> _ASSIGNMENT_: Find the line with "query | red barn siding" in the records below. Copy it and every line after it, up to and including the line with "query | gray dress pant".

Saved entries
-------------------------

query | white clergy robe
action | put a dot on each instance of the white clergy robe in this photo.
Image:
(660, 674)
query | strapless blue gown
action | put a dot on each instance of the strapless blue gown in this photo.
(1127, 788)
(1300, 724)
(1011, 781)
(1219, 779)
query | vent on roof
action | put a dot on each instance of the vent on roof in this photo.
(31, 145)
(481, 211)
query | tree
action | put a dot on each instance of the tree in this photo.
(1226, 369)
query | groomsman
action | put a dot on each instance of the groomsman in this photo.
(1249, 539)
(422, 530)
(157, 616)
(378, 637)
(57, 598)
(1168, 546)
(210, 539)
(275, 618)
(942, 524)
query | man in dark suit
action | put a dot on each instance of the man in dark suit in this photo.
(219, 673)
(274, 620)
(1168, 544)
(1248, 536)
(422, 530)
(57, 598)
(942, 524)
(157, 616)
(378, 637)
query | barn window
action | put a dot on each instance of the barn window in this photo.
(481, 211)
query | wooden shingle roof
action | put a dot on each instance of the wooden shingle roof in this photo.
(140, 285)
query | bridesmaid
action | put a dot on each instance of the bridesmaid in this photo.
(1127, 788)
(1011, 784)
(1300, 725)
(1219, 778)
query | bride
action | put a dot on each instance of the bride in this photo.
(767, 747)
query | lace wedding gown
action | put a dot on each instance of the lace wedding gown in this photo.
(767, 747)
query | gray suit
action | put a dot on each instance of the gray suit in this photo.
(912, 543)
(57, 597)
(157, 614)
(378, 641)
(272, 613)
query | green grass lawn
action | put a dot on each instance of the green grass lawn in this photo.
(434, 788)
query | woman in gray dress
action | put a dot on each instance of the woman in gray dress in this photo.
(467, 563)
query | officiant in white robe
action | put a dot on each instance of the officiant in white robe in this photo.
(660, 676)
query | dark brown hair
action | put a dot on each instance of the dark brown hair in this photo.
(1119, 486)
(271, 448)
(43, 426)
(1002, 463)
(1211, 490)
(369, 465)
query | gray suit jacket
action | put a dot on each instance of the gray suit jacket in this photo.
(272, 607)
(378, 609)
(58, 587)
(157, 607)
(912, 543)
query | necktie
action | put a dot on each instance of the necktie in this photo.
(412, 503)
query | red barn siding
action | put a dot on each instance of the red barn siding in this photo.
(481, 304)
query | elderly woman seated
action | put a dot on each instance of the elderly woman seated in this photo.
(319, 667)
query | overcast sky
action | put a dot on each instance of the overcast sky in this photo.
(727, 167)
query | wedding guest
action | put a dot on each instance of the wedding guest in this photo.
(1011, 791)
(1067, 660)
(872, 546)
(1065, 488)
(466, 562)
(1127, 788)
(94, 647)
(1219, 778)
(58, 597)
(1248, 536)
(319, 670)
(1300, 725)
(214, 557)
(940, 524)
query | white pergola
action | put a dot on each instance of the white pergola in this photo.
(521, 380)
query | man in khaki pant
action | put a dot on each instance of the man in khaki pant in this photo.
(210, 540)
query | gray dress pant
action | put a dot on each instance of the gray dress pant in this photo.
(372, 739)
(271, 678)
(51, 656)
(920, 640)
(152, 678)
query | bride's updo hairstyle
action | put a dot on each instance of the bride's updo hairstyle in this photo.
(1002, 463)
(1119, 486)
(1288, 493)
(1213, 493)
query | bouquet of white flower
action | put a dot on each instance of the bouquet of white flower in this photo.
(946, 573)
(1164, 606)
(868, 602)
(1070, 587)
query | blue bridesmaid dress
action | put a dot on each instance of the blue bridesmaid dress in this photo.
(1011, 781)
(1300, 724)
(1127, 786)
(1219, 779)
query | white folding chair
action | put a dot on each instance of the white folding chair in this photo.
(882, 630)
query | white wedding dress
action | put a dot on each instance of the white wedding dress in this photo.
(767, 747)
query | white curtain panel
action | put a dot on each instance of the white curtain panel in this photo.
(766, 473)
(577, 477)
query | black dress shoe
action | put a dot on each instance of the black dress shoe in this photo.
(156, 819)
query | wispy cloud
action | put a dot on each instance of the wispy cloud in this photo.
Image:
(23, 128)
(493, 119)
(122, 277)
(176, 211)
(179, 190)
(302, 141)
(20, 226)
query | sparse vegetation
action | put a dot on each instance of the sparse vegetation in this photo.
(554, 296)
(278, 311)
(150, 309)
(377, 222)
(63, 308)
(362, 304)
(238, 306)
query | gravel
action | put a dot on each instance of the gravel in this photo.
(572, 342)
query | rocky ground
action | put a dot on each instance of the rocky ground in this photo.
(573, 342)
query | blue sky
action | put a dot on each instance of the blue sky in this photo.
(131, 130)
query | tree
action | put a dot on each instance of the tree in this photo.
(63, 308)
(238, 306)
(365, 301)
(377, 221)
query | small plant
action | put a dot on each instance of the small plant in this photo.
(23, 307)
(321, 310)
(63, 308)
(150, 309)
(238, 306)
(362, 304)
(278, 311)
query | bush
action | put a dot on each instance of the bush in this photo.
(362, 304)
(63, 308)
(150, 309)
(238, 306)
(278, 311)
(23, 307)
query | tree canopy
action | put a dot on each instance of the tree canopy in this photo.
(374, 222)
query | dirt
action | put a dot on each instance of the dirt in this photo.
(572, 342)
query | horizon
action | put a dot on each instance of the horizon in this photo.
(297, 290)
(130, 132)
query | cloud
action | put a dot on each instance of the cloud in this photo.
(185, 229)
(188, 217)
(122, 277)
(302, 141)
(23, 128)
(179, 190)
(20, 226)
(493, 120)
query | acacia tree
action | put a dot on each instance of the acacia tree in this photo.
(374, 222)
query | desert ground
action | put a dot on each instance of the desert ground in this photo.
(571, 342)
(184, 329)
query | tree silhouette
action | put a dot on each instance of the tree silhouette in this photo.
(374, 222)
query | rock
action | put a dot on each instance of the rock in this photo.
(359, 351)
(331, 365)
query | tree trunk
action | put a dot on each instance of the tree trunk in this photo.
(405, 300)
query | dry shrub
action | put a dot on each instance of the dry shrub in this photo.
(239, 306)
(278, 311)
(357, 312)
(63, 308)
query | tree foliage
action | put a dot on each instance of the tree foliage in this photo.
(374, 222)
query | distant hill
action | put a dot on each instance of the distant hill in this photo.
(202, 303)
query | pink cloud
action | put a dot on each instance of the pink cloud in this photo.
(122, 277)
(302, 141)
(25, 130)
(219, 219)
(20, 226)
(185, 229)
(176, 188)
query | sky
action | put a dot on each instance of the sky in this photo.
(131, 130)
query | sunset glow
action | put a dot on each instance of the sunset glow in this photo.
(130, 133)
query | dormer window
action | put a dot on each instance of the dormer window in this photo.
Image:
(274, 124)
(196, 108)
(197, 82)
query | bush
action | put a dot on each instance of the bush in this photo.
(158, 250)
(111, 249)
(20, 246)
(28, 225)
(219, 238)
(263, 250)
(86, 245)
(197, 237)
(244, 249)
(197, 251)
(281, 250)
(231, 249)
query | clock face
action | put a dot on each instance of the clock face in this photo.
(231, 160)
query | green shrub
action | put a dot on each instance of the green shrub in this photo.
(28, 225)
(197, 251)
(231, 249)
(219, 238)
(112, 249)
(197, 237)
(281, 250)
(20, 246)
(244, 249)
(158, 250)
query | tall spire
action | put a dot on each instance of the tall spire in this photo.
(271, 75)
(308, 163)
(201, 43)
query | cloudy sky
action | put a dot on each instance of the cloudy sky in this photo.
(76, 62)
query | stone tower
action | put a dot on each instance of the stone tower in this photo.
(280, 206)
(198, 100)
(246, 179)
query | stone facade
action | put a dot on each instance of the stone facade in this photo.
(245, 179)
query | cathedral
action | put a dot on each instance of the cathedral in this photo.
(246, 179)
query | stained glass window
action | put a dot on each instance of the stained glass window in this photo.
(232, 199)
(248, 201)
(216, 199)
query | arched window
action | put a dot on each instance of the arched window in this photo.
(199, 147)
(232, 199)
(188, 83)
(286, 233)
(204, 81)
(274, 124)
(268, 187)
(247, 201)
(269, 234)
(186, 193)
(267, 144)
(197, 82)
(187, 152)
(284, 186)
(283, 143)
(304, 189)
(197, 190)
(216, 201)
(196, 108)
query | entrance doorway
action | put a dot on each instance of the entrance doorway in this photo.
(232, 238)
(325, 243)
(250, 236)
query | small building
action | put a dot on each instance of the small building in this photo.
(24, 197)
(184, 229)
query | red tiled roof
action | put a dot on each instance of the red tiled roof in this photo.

-------------------------

> _ANSWER SECTION_:
query | red barn siding
action | put a dot on each instance of the red barn siding in this photo.
(481, 304)
query | elderly woman seated
action | put a dot on each instance of the elderly woman seated in this photo.
(319, 667)
query | overcast sky
action | put a dot on each instance of the overcast sky in this photo.
(727, 167)
query | wedding guest
action | put a dot on each instance of the wedding guest in this photo.
(1011, 791)
(1067, 660)
(872, 546)
(1065, 488)
(466, 562)
(1127, 788)
(94, 647)
(1219, 778)
(58, 597)
(1248, 536)
(319, 670)
(1300, 725)
(214, 557)
(940, 524)
query | white pergola
action | put a dot on each instance of the white pergola in this photo.
(521, 380)
query | man in khaki pant
action | put a dot on each instance of the man in khaki pant in this photo.
(210, 540)
query | gray dress pant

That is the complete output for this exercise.